(WHAT THE TASK REQUIRES):
Rewrite every line of the listing from the line with "Mark every instance of the white" through the end of the listing, keeping the requests, and add 16 to each number in the point coordinates given as answers.

(DATASET CONTENT):
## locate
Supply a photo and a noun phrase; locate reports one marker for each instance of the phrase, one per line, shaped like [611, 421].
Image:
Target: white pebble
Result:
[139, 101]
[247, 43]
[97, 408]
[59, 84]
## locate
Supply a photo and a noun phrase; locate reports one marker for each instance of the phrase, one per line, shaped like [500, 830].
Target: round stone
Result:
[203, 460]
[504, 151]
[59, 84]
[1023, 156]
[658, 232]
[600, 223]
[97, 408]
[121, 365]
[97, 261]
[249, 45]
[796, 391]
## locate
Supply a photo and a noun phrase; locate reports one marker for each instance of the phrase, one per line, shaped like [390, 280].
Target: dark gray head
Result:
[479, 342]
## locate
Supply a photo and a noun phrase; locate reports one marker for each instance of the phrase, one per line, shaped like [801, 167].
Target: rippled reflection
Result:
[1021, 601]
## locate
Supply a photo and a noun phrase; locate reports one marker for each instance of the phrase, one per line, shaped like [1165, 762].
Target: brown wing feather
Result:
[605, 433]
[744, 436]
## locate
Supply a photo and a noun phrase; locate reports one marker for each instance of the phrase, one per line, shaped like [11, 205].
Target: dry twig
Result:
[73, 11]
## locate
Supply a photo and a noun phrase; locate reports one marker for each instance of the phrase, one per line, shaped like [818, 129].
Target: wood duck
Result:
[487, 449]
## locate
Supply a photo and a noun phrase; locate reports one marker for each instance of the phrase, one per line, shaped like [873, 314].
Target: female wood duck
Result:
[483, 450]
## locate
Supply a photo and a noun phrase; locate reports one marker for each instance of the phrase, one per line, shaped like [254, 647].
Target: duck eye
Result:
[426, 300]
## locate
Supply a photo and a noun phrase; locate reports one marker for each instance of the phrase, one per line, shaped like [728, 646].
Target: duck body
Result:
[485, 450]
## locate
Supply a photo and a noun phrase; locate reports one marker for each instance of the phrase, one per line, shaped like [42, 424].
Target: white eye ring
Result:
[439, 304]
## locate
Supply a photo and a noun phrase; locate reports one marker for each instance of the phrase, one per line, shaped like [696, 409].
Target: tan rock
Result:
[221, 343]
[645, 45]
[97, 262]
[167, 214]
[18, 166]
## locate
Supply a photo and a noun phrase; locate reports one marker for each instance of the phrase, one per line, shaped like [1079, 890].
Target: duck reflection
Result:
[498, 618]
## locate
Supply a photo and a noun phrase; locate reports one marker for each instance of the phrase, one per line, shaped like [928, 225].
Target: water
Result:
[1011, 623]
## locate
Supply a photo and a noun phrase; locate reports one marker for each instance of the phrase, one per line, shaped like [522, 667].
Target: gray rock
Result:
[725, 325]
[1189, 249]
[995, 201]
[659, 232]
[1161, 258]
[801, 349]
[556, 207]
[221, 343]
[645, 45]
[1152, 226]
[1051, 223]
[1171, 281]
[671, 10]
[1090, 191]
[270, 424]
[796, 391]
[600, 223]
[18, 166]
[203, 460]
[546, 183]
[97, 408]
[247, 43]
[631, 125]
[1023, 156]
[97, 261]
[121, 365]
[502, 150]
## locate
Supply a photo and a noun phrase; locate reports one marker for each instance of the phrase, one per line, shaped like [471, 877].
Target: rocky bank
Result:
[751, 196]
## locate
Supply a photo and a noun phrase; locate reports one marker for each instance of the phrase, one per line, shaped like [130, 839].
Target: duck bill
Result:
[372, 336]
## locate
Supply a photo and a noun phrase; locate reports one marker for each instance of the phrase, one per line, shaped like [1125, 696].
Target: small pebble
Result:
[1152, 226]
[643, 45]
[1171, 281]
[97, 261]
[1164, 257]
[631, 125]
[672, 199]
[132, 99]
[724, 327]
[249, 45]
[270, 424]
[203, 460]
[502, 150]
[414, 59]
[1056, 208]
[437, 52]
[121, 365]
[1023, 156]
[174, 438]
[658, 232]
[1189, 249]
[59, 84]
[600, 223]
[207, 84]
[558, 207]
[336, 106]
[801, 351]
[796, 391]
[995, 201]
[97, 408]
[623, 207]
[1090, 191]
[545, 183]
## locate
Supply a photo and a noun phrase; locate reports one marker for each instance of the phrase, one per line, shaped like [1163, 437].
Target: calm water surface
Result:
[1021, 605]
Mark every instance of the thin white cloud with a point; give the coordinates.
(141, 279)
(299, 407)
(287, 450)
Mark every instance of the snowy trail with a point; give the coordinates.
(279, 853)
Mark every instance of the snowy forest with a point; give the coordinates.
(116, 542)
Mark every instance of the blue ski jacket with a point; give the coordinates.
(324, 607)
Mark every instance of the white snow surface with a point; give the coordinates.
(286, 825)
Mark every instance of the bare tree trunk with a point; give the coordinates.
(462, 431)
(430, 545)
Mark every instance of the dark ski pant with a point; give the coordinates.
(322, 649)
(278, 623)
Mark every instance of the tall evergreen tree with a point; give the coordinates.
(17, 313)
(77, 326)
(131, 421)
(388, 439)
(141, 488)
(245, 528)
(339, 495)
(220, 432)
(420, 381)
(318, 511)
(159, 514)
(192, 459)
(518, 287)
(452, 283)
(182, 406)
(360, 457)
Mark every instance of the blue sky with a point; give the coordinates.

(RESPONSE FOR THIS EXERCISE):
Mark every instance of the white snow surface with a point; give the coordinates.
(302, 841)
Mark every instance of the bare tree trunk with a point; give the coordinates.
(478, 447)
(446, 561)
Mark every instance of the dark ski pant with a point; give the coordinates.
(338, 665)
(294, 639)
Mark every instance of the tall evergreen tree with a point; give the coordinates.
(33, 329)
(93, 342)
(147, 437)
(404, 455)
(157, 504)
(261, 544)
(355, 511)
(236, 448)
(436, 397)
(334, 527)
(175, 530)
(208, 475)
(534, 303)
(468, 299)
(198, 422)
(376, 473)
Mark every instance of the blue sky with a point; give the coordinates.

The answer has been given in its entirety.